=== Fragment źródła ===

"Problemy psychiczne" i skrócona odsiadka. Co się działo z Adrianem M. przed porwaniem Mai

Pościg
Pościg
tvn24
Maję porwał trzydziestojednoletni Adrian M. tvn24

Jedną z pierwszych akcji poszukiwawczych w tym roku niemal na bieżąco relacjonowaliśmy na naszej antenie w ubiegłym tygodniu. Chodziło o dziesięcioletnią Maję, porwaną sprzed swojego domu. Reporterce magazynu "Czarno na białym" udało się ustalić nowe fakty w tej sprawie, między innymi co porywacz robił w ostatnich miesiącach i dniach przed uprowadzeniem dziewczynki. Okoliczności porwania, przebieg poszukiwań i ich szczęśliwe zakończenie w jej relacji.

Blisko pół tysiąca policjantów i strażaków, psy, śmigłowce i jeden cel: znaleźć porywacza dziesięcioletniej Mai. W ubiegły wtorek rozpoczął się wyścig z czasem. 24 godziny - w tym w czasie policjanci budują układankę, od której zależy życie dziecka.

- Natychmiast zapadła decyzja o tym, że informujemy - mówi Alicja Rucińska, szczecińska reporterka TVN24, która na żywo relacjonowała całą sprawę.

10-letnia Maja po lekcjach wsiadła do autobusu, następnie o godzinie 16.30 wysiadła z niego w Wołczkowie, gdzie mieszka. Do domu jednak nie dotarła.

=== Zbiór danych ===

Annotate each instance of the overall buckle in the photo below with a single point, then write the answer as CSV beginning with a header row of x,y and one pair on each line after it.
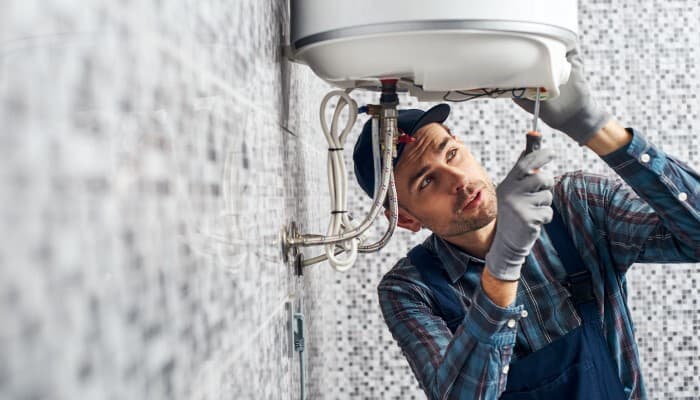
x,y
580,285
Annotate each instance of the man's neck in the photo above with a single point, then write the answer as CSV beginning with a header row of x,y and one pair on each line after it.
x,y
476,243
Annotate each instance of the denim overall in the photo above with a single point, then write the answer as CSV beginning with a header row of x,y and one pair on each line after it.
x,y
576,366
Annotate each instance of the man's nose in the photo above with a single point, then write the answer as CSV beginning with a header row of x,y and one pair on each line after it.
x,y
456,178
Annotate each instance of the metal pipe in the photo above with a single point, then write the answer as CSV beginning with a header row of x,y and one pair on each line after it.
x,y
389,128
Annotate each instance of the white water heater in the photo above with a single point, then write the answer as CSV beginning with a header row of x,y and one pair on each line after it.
x,y
438,49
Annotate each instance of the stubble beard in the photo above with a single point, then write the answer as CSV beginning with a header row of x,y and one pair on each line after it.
x,y
482,217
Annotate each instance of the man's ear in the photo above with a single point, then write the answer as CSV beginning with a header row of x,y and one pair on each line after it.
x,y
406,220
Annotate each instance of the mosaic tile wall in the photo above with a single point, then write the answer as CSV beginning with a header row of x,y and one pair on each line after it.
x,y
149,153
642,62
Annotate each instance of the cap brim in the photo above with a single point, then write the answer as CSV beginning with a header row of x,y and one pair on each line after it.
x,y
438,113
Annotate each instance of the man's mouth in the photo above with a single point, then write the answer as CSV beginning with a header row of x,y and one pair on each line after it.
x,y
472,202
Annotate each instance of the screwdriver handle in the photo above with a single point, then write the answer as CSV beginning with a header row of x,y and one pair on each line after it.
x,y
533,141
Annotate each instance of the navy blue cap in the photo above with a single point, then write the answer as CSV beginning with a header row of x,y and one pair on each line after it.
x,y
409,121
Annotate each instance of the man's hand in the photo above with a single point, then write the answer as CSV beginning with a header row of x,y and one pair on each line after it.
x,y
574,112
524,204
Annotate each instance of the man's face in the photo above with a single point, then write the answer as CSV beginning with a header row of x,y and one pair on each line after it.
x,y
442,186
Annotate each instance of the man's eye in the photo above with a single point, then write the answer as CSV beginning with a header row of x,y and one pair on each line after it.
x,y
425,182
452,154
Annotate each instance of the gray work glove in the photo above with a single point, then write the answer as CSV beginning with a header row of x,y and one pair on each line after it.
x,y
574,112
524,204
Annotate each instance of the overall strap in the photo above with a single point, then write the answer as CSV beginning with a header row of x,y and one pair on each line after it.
x,y
578,279
430,268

===

-- Co zrobisz --
[A] Skopiuj słowo w słowo z artykułu o porwaniu Mai wszystko od „Blisko pół tysiąca” aż po „relacjonowała całą sprawę.”.
[B] Napisz kolejną część artykułu o porwaniu Mai, zaczynając zaraz po jego ostatnim zdaniu.

-- Odpowiedzi do zadań --
[A]
Blisko pół tysiąca policjantów i strażaków, psy, śmigłowce i jeden cel: znaleźć porywacza dziesięcioletniej Mai. W ubiegły wtorek rozpoczął się wyścig z czasem. 24 godziny - w tym w czasie policjanci budują układankę, od której zależy życie dziecka.

- Natychmiast zapadła decyzja o tym, że informujemy - mówi Alicja Rucińska, szczecińska reporterka TVN24, która na żywo relacjonowała całą sprawę.

[B]
- Wierzyliśmy, że jest u koleżanki, kiedy to zostało wykluczone, myśleliśmy, że pojawiła się u niej reakcja poszczepienna, bo dziecko tego dnia było szczepione. Zaczęliśmy tracić nadzieję, że to wszystko zakończy się pomyślnie - opowiada Izabela Bigus-Biryło, matka chrzestna Mai.

Nagranie z monitoringu

- Najważniejszy moment to był ten, kiedy było już wiadomo, że jest nagranie z monitoringu, które pokazuje ten tajemniczy samochód, o tym mówił menadżer restauracji - tłumaczy Rucińska.

Przed porwaniem dziewczynka jadła w restauracji obiad. - Zarejestrowaliśmy jak Maja przechodzi nad naszym lokalem i wchodzi w uliczkę prowadzącą do jej domu. A potem moment, kiedy samochód wjeżdża w tę uliczkę i wyjeżdża w taki dziwny sposób, wyjechał bardzo agresywnie - mówi menadżer restauracji. Od tej chwili policjanci wiedzieli: to nie zaginięcie, lecz porwanie. - To brzmiało nieprawdopodobnie do momentu, kiedy monitoring potwierdził, że samochód wjechał za dzieckiem. Wtedy stało się jasne, że taka tragedia jest prawdziwa - podkreśla Izabela Bigus-Biryło.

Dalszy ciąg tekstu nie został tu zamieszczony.